- Excerto selecionado:

Juro que vi e ouvi no Prós e Contras da RTP 1 um meritíssimo senhor doutro juiz, Ricardo Cardoso de baptismo, dizer que há violação do segredo de justiça porque a empregada doméstica do arguido buscado em casa que vê o mandato nas mãos da polícia e desata a telefonar para tudo o que é jornais, televisões e jornalistas. Não esclareceu os casos em que o arguido buscado em casa não tem empregada doméstica e o segredo de justiça também é violado. Se calhar é a sogra do arguido. Ou a vizinha que todos os portugueses têm, bisbilhoteira, sempre a espreitar pelo ralo da porta. Ou assim.

- Registos fornecidos:
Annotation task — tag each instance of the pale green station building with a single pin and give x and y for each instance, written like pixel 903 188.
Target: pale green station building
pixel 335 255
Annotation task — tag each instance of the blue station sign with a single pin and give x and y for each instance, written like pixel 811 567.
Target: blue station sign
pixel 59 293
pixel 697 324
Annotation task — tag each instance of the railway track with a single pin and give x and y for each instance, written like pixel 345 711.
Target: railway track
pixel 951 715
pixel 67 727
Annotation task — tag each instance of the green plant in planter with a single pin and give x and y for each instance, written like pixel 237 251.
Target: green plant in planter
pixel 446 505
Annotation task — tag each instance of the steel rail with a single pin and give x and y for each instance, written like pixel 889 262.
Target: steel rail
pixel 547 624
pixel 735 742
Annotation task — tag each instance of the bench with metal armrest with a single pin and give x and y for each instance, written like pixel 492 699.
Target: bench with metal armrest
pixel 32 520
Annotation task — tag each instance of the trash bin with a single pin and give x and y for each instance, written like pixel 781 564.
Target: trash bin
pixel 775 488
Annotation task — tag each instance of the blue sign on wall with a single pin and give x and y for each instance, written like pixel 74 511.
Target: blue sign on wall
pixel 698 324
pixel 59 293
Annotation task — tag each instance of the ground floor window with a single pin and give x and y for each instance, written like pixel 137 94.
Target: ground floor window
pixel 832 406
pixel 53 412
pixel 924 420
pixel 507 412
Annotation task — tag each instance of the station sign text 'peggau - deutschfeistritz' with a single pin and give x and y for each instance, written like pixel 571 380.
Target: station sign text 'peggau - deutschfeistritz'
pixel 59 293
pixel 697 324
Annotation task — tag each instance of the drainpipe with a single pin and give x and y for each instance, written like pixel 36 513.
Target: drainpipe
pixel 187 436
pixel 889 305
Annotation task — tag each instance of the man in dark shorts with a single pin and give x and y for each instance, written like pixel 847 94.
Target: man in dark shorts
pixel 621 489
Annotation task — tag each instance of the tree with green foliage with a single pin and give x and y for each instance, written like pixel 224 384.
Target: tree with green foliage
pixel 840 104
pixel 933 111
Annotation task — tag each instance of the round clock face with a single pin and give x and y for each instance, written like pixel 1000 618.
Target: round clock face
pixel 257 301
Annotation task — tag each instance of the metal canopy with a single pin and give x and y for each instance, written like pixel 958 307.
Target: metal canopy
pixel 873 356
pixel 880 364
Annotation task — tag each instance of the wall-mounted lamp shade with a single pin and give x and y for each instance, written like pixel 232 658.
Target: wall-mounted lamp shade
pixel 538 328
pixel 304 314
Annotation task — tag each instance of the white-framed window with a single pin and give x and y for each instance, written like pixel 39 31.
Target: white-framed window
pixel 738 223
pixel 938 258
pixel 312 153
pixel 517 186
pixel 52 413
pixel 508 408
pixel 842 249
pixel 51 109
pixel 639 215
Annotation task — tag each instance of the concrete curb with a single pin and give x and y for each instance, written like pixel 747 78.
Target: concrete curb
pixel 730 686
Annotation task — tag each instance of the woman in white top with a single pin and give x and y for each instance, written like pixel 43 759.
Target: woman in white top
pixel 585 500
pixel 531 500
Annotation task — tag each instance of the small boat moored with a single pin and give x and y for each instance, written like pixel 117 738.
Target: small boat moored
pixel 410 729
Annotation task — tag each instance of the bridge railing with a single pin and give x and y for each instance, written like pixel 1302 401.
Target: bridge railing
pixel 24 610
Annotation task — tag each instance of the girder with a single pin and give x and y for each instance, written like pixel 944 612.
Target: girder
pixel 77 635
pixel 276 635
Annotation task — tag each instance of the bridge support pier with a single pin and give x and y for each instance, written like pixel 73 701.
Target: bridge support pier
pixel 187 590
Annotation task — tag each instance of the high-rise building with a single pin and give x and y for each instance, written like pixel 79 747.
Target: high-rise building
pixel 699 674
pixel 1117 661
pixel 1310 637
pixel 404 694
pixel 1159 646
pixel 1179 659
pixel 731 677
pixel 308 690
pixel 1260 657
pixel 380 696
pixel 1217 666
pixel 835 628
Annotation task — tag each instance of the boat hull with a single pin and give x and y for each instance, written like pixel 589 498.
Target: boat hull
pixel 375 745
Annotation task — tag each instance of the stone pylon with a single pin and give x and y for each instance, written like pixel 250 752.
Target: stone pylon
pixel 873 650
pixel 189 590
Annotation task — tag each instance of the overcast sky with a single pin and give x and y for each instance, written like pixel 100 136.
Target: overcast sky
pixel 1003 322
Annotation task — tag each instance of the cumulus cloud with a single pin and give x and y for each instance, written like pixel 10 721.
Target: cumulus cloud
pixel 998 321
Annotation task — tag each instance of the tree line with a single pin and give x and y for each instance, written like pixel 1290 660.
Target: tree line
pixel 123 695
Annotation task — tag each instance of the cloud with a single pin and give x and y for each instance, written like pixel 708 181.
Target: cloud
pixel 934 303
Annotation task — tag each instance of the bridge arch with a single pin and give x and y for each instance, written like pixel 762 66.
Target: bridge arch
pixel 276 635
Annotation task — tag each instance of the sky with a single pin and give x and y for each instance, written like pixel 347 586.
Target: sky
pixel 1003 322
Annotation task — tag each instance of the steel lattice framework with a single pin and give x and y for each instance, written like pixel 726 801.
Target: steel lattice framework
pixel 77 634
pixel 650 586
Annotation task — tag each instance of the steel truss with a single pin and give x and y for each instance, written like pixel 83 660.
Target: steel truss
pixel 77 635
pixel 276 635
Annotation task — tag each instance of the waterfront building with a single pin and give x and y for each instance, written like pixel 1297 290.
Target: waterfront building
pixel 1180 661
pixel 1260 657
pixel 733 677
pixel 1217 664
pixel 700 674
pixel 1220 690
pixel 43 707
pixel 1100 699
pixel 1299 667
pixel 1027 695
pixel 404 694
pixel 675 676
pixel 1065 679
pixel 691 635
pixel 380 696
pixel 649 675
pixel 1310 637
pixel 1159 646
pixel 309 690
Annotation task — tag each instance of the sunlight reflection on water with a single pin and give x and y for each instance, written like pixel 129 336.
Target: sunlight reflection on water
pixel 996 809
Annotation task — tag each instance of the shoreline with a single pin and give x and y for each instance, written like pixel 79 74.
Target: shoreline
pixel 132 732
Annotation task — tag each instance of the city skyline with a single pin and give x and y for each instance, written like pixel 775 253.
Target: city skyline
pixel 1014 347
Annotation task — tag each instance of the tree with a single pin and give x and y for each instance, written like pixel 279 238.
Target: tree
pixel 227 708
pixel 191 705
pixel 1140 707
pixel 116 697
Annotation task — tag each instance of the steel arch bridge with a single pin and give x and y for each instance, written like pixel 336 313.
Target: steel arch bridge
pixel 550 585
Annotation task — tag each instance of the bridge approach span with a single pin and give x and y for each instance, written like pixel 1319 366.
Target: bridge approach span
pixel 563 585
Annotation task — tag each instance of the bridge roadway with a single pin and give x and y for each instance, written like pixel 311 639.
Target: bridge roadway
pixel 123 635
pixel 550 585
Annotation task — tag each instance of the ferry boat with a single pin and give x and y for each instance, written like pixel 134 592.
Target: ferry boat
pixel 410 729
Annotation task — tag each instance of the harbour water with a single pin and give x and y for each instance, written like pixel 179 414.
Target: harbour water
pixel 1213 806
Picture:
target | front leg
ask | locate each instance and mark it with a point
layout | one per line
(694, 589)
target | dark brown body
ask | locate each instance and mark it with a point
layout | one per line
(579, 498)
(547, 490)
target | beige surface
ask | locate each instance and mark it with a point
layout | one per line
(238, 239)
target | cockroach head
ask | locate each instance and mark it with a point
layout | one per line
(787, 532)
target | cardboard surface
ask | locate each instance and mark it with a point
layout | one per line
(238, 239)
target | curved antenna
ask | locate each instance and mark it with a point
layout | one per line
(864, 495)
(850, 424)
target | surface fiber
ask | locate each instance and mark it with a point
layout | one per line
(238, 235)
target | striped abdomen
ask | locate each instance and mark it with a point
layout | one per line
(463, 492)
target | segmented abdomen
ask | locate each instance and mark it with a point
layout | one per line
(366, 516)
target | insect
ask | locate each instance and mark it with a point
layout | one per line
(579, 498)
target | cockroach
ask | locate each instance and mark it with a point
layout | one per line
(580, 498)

- Instruções do exercício: Edite a passagem do excerto sobre o segredo de justiça que vai de "Juro que vi" até "porta. Ou assim." e apresente-a substituindo "sogra" por "tia". Os registos não são necessários para este exercício.

- Resolução do exercício:
Juro que vi e ouvi no Prós e Contras da RTP 1 um meritíssimo senhor doutro juiz, Ricardo Cardoso de baptismo, dizer que há violação do segredo de justiça porque a empregada doméstica do arguido buscado em casa que vê o mandato nas mãos da polícia e desata a telefonar para tudo o que é jornais, televisões e jornalistas. Não esclareceu os casos em que o arguido buscado em casa não tem empregada doméstica e o segredo de justiça também é violado. Se calhar é a tia do arguido. Ou a vizinha que todos os portugueses têm, bisbilhoteira, sempre a espreitar pelo ralo da porta. Ou assim.